Medical Reports, Forms and Letter Requests

The practice receives numerous requests from patients and third parties (such as insurance companies and employers) to provide documents such as medical reports, completion of forms and various letters expressing medical opinion or information from the medical records.

The NHS provides most health care to most people free of charge, but there are exceptions to this. There are several services for which fees are chargeable. Alternatively, GPs can decide not to undertake non-NHS services. If you would like further information, the link below provides further information about why GPs charge fees for certain requests.

Why isn’t my medical report, form or letter request free from my GP?

The Government’s contract with GPs covers medical services to NHS patients but not non-NHS work. It is important to understand that many GPs are not employed by the NHS; they are self-employed, and they have to cover their costs – staff, buildings, heating, lighting, etc. – in the same way as any small business.

In recent years, more and more organisations have been involving doctors in a whole range of non-medical work. Sometimes the only reason that GPs are asked is because they are in a position of trust in the community, or because an insurance company or employer wants to ensure that information provided to them is true and accurate.

Examples of non-NHS services for which GPs can charge their own NHS patients are:

· accident/sickness certificates for insurance claims

· school fee and holiday insurance certificates

· reports for health clubs to certify that patients are fit to exercise

· private prescriptions for travel purposes

· fitness to fly letters

Examples of non-NHS services for which GPs can charge other institutions are:

· life assurance and income protection reports for insurance companies

· medical reports for local authorities in connection with adoption and fostering

Do GPs have to do non-NHS work for their patients?

With certain limited exceptions, for example a GP confirming that a patient is not fit for jury service, GPs do not have to carry out non-NHS work on behalf of their patients. At Pathfields, we endeavour to undertake non-NHS work for our patients. However, due to a high demand for these services and due to the pressure on the NHS workloads, there can be a significant wait for non-NHS work to be

completed. Waiting times can vary depending on GP availability and demand on the service. We will advise you at the time of your request of the likely waiting time.

Is it true that the BMA sets fees for non-NHS work?

The British Medical Association (BMA) suggest fees that GPs may charge their patients for non-NHS work (i.e. work not covered under their contract with the NHS) in order to help GPs set their own professional fees. However, the fees suggested by them are intended for guidance only; they are not recommendations and the GP is not obliged to charge the rates they suggest. Due to the increased pressures on GPs and the increased demand for non-NHS work, the BMA now also advises GPs to consider charging an hourly rate and to charge on a time-taken basis. If a request is made which involves significant GP input, we may quote a fee dependent on the time that the report/form/letter will take the GP to prepare.

DATA RECORDS →
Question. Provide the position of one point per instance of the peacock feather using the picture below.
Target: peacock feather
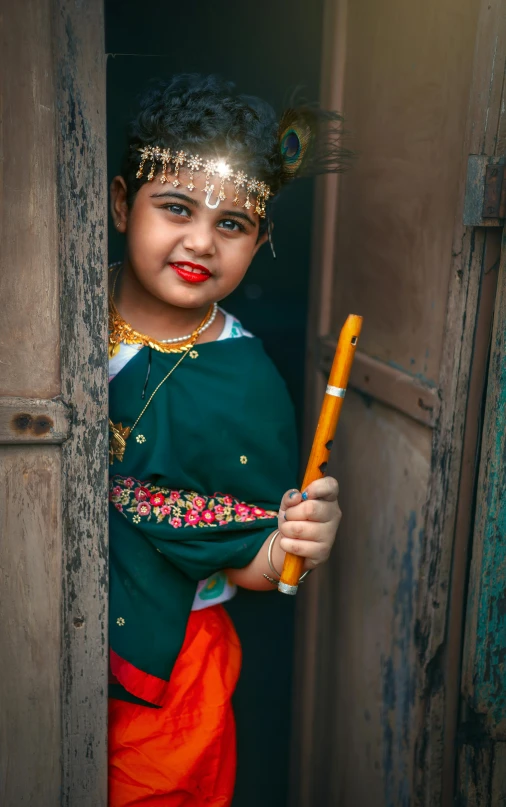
(310, 142)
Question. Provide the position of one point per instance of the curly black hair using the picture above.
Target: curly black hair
(204, 114)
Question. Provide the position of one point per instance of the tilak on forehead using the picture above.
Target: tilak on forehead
(219, 169)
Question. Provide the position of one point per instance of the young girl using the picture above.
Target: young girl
(202, 442)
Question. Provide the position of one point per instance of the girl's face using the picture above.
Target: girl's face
(182, 252)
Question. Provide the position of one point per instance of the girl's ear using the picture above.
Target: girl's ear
(119, 206)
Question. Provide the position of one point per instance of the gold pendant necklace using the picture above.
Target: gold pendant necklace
(119, 434)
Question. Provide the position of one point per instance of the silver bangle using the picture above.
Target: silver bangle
(273, 568)
(269, 554)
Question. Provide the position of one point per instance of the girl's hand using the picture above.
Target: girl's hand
(308, 521)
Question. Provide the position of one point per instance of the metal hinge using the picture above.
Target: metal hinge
(485, 198)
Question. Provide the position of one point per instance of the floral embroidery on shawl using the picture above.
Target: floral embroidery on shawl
(180, 508)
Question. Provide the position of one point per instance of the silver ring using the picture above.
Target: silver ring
(337, 392)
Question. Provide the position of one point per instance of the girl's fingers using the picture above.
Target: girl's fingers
(304, 530)
(312, 510)
(312, 551)
(290, 499)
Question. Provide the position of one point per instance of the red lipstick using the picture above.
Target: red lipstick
(191, 272)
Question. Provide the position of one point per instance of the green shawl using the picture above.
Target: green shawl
(198, 491)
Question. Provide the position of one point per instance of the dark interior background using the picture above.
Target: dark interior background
(268, 49)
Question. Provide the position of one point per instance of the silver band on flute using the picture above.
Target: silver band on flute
(337, 392)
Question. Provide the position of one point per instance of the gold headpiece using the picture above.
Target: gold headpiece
(211, 168)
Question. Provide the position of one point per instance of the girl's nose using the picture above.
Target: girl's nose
(199, 239)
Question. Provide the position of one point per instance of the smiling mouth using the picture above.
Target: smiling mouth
(191, 272)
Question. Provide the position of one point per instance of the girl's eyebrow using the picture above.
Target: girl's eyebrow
(192, 201)
(175, 195)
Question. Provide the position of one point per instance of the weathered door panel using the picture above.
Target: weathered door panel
(380, 630)
(482, 732)
(53, 406)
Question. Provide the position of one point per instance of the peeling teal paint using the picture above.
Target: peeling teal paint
(488, 581)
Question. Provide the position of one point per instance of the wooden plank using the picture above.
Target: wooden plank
(82, 205)
(29, 355)
(483, 663)
(474, 774)
(439, 633)
(391, 386)
(32, 420)
(498, 795)
(30, 521)
(30, 601)
(366, 663)
(418, 275)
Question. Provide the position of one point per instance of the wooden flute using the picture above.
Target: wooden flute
(325, 431)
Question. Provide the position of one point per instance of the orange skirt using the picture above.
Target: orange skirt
(184, 754)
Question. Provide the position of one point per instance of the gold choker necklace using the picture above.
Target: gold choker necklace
(121, 331)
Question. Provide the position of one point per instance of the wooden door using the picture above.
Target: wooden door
(401, 240)
(53, 405)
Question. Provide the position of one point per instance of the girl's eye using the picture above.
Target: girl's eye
(177, 210)
(231, 225)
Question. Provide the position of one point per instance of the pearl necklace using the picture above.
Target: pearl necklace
(121, 331)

ACTIVITIES →
1. Retype the text on medical reports, forms and letter requests word for word, starting with "Why isn’t my" and going on through "any small business.".
2. In the text on medical reports, forms and letter requests, what example is given of non-NHS work that GPs do have to carry out?

EXPECTED RESPONSES →
1.
Why isn’t my medical report, form or letter request free from my GP?

The Government’s contract with GPs covers medical services to NHS patients but not non-NHS work. It is important to understand that many GPs are not employed by the NHS; they are self-employed, and they have to cover their costs – staff, buildings, heating, lighting, etc. – in the same way as any small business.

2. A GP confirming that a patient is not fit for jury service.